In the forum thread below about debt while living at home, what amount is listed as the monthly household contribution?

++++ Page excerpt

# Mid 20s, lots of debt, living at home



## PaddyPaddy (6 Oct 2009)

Age: *Mid 20s*
Spouse’s/Partner's age: *n/a*

Annual gross income from employment or profession:* 27k*
Annual gross income of spouse: *n/a*

Type of employment:* employed*

In general are you:
(a) spending more than you earn, or *** this one ***
(b) saving?

Rough estimate of value of home *n/a*
Amount outstanding on your mortgage: *n/a*
What interest rate are you paying? *n/a*

Other borrowings – car loans/personal loans etc
*Personal loan 1 - 150
Personal loan 2 - 2500
Personal loan 3 - 3500*

Do you pay off your full credit card balance each month? no
If not, what is the balance on your credit card?
*Credit Card 1 - 1900
Credit Card 2 - 2400
Credit Card 3 - 4900*

Savings and investments:
*Online Savings - 800
CU Savings - 1500*

Do you have a pension scheme? *no*

Do you own any investment or other property?* no, living at home*

Ages of children:* n/a*

Life insurance: *no*


What specific question do you have or what issues are of concern to you? 
*Lots of debt, low enough income, best way to deal with it*

*Monthly outgoings:*
Car Insurance - 70
Loan 1 - 105
eFlow - 20
Credit Card 1 - 50
Broadband - 15
Savings 1 - 200
Sky - 30
Loan 2 - 80
Loan 3 - 130
Savings 2 - 100
Credit Card 2 - 100
Phone credit - 25
Petrol - 50
Household contrib - 250
Credit Card 3 - 90


----------



## niceoneted (6 Oct 2009)

Looks like you will have one less loan before to long. 
No point in having savings or trying to save when you are trying to clear the debts. Use the savings to pay off some of the loans - they are possibly tied up as CU shares so you might clarify that. (Clear credit card 1 and 400 off credit card 2) 
Second thing to do is try to change to a 0% credit card. Try to move at least credit card 3 and if you can put one of the others or both with it great. then cut up the cards.

++++++++
++++ Supplied records

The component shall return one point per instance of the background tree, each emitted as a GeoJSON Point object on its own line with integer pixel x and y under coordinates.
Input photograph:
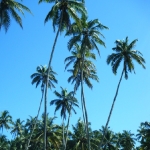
{"type": "Point", "coordinates": [66, 102]}
{"type": "Point", "coordinates": [60, 15]}
{"type": "Point", "coordinates": [126, 54]}
{"type": "Point", "coordinates": [5, 120]}
{"type": "Point", "coordinates": [40, 77]}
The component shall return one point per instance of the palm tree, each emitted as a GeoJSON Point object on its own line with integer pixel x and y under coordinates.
{"type": "Point", "coordinates": [5, 120]}
{"type": "Point", "coordinates": [38, 78]}
{"type": "Point", "coordinates": [61, 14]}
{"type": "Point", "coordinates": [124, 52]}
{"type": "Point", "coordinates": [11, 7]}
{"type": "Point", "coordinates": [143, 136]}
{"type": "Point", "coordinates": [66, 103]}
{"type": "Point", "coordinates": [83, 70]}
{"type": "Point", "coordinates": [127, 141]}
{"type": "Point", "coordinates": [17, 128]}
{"type": "Point", "coordinates": [54, 134]}
{"type": "Point", "coordinates": [88, 37]}
{"type": "Point", "coordinates": [4, 143]}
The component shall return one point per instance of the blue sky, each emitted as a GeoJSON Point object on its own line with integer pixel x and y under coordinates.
{"type": "Point", "coordinates": [21, 51]}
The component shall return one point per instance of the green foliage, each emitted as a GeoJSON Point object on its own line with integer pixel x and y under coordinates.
{"type": "Point", "coordinates": [125, 53]}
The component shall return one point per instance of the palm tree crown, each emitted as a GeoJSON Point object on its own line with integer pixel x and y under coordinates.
{"type": "Point", "coordinates": [124, 52]}
{"type": "Point", "coordinates": [61, 12]}
{"type": "Point", "coordinates": [66, 102]}
{"type": "Point", "coordinates": [10, 7]}
{"type": "Point", "coordinates": [41, 76]}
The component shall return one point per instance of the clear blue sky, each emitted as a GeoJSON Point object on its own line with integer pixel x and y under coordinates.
{"type": "Point", "coordinates": [21, 51]}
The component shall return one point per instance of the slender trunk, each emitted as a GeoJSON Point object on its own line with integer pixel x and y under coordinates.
{"type": "Point", "coordinates": [35, 121]}
{"type": "Point", "coordinates": [84, 105]}
{"type": "Point", "coordinates": [110, 113]}
{"type": "Point", "coordinates": [46, 91]}
{"type": "Point", "coordinates": [68, 123]}
{"type": "Point", "coordinates": [83, 112]}
{"type": "Point", "coordinates": [63, 135]}
{"type": "Point", "coordinates": [86, 117]}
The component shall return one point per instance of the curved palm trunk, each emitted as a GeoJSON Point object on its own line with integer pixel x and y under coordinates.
{"type": "Point", "coordinates": [86, 117]}
{"type": "Point", "coordinates": [49, 64]}
{"type": "Point", "coordinates": [68, 124]}
{"type": "Point", "coordinates": [46, 90]}
{"type": "Point", "coordinates": [110, 113]}
{"type": "Point", "coordinates": [64, 144]}
{"type": "Point", "coordinates": [84, 106]}
{"type": "Point", "coordinates": [35, 120]}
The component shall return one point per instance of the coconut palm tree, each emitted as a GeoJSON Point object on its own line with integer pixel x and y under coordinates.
{"type": "Point", "coordinates": [61, 14]}
{"type": "Point", "coordinates": [5, 120]}
{"type": "Point", "coordinates": [88, 37]}
{"type": "Point", "coordinates": [11, 8]}
{"type": "Point", "coordinates": [4, 143]}
{"type": "Point", "coordinates": [83, 70]}
{"type": "Point", "coordinates": [40, 77]}
{"type": "Point", "coordinates": [17, 128]}
{"type": "Point", "coordinates": [127, 140]}
{"type": "Point", "coordinates": [66, 102]}
{"type": "Point", "coordinates": [143, 136]}
{"type": "Point", "coordinates": [54, 134]}
{"type": "Point", "coordinates": [125, 53]}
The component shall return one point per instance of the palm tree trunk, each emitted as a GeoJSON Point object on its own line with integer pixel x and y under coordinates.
{"type": "Point", "coordinates": [110, 113]}
{"type": "Point", "coordinates": [35, 120]}
{"type": "Point", "coordinates": [68, 123]}
{"type": "Point", "coordinates": [49, 65]}
{"type": "Point", "coordinates": [86, 117]}
{"type": "Point", "coordinates": [63, 135]}
{"type": "Point", "coordinates": [84, 105]}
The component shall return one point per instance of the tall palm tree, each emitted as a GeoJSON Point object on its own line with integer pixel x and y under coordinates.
{"type": "Point", "coordinates": [125, 53]}
{"type": "Point", "coordinates": [54, 134]}
{"type": "Point", "coordinates": [88, 37]}
{"type": "Point", "coordinates": [11, 8]}
{"type": "Point", "coordinates": [40, 77]}
{"type": "Point", "coordinates": [66, 102]}
{"type": "Point", "coordinates": [17, 128]}
{"type": "Point", "coordinates": [143, 136]}
{"type": "Point", "coordinates": [5, 120]}
{"type": "Point", "coordinates": [4, 143]}
{"type": "Point", "coordinates": [61, 14]}
{"type": "Point", "coordinates": [83, 70]}
{"type": "Point", "coordinates": [127, 140]}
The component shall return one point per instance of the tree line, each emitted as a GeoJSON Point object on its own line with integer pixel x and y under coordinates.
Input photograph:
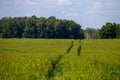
{"type": "Point", "coordinates": [34, 27]}
{"type": "Point", "coordinates": [107, 31]}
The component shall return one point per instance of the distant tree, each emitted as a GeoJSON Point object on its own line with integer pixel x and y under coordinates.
{"type": "Point", "coordinates": [91, 33]}
{"type": "Point", "coordinates": [33, 27]}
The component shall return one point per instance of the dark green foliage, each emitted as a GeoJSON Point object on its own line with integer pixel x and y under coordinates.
{"type": "Point", "coordinates": [110, 31]}
{"type": "Point", "coordinates": [91, 33]}
{"type": "Point", "coordinates": [33, 27]}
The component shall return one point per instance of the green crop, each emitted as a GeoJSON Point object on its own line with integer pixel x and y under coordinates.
{"type": "Point", "coordinates": [55, 59]}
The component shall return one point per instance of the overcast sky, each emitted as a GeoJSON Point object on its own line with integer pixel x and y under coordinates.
{"type": "Point", "coordinates": [87, 13]}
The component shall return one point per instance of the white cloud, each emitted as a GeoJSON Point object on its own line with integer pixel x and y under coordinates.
{"type": "Point", "coordinates": [97, 5]}
{"type": "Point", "coordinates": [64, 2]}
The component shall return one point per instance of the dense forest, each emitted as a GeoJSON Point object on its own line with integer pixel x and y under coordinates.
{"type": "Point", "coordinates": [34, 27]}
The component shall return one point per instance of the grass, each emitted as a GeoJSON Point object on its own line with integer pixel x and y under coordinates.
{"type": "Point", "coordinates": [52, 59]}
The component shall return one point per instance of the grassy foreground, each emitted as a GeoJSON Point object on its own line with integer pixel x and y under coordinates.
{"type": "Point", "coordinates": [52, 59]}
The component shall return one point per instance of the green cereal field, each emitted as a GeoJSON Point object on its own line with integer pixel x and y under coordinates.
{"type": "Point", "coordinates": [59, 59]}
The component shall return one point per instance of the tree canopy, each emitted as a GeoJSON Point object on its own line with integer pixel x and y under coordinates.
{"type": "Point", "coordinates": [34, 27]}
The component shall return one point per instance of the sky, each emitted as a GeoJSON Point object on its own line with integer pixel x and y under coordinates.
{"type": "Point", "coordinates": [87, 13]}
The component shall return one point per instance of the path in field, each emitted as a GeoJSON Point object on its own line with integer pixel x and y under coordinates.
{"type": "Point", "coordinates": [55, 66]}
{"type": "Point", "coordinates": [79, 48]}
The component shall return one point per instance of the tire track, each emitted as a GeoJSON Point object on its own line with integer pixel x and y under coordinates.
{"type": "Point", "coordinates": [79, 48]}
{"type": "Point", "coordinates": [56, 67]}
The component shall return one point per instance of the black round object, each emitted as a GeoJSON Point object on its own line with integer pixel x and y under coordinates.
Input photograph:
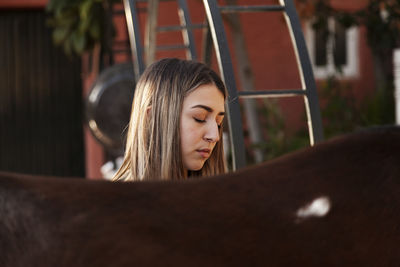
{"type": "Point", "coordinates": [108, 106]}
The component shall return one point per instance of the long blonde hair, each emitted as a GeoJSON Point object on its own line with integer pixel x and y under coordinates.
{"type": "Point", "coordinates": [153, 147]}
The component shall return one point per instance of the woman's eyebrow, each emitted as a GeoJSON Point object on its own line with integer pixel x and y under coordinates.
{"type": "Point", "coordinates": [208, 109]}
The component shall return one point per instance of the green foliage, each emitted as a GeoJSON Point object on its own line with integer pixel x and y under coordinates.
{"type": "Point", "coordinates": [78, 24]}
{"type": "Point", "coordinates": [340, 113]}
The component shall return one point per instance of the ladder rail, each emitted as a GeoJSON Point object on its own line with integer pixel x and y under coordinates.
{"type": "Point", "coordinates": [187, 32]}
{"type": "Point", "coordinates": [132, 24]}
{"type": "Point", "coordinates": [306, 74]}
{"type": "Point", "coordinates": [308, 85]}
{"type": "Point", "coordinates": [227, 75]}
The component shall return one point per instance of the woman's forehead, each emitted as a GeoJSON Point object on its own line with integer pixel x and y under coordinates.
{"type": "Point", "coordinates": [206, 95]}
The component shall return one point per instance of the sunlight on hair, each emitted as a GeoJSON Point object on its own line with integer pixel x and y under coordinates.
{"type": "Point", "coordinates": [319, 207]}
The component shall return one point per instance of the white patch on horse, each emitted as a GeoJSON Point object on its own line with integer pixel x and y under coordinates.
{"type": "Point", "coordinates": [319, 207]}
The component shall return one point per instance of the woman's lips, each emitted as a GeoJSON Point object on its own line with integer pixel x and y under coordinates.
{"type": "Point", "coordinates": [205, 153]}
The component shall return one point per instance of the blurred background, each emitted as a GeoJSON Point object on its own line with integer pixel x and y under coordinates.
{"type": "Point", "coordinates": [67, 78]}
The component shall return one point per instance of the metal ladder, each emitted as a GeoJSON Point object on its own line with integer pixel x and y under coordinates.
{"type": "Point", "coordinates": [308, 90]}
{"type": "Point", "coordinates": [144, 56]}
{"type": "Point", "coordinates": [214, 18]}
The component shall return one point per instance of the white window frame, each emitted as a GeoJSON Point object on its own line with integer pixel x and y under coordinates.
{"type": "Point", "coordinates": [350, 69]}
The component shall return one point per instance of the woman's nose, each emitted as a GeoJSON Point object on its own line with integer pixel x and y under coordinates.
{"type": "Point", "coordinates": [212, 133]}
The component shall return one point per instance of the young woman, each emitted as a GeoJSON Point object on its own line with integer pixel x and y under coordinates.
{"type": "Point", "coordinates": [175, 128]}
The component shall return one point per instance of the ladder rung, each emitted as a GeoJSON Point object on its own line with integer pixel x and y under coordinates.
{"type": "Point", "coordinates": [145, 1]}
{"type": "Point", "coordinates": [180, 27]}
{"type": "Point", "coordinates": [254, 8]}
{"type": "Point", "coordinates": [121, 51]}
{"type": "Point", "coordinates": [172, 47]}
{"type": "Point", "coordinates": [271, 93]}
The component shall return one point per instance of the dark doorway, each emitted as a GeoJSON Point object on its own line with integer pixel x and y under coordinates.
{"type": "Point", "coordinates": [40, 99]}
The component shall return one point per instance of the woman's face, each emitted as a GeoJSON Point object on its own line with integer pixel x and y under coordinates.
{"type": "Point", "coordinates": [202, 114]}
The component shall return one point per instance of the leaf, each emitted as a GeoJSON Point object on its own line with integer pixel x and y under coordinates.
{"type": "Point", "coordinates": [60, 34]}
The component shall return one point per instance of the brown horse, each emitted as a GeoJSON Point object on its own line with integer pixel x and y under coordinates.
{"type": "Point", "coordinates": [335, 204]}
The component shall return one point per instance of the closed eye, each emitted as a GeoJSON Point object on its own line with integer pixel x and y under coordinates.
{"type": "Point", "coordinates": [199, 121]}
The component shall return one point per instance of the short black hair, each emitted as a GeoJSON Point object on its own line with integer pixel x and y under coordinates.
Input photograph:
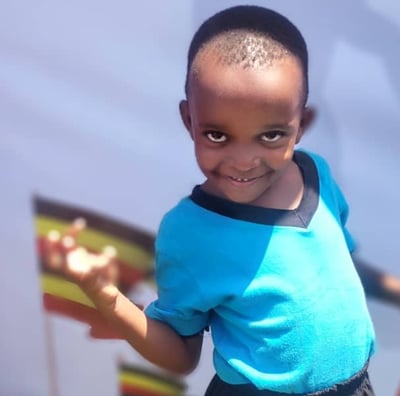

++++++++

_Solution_. 250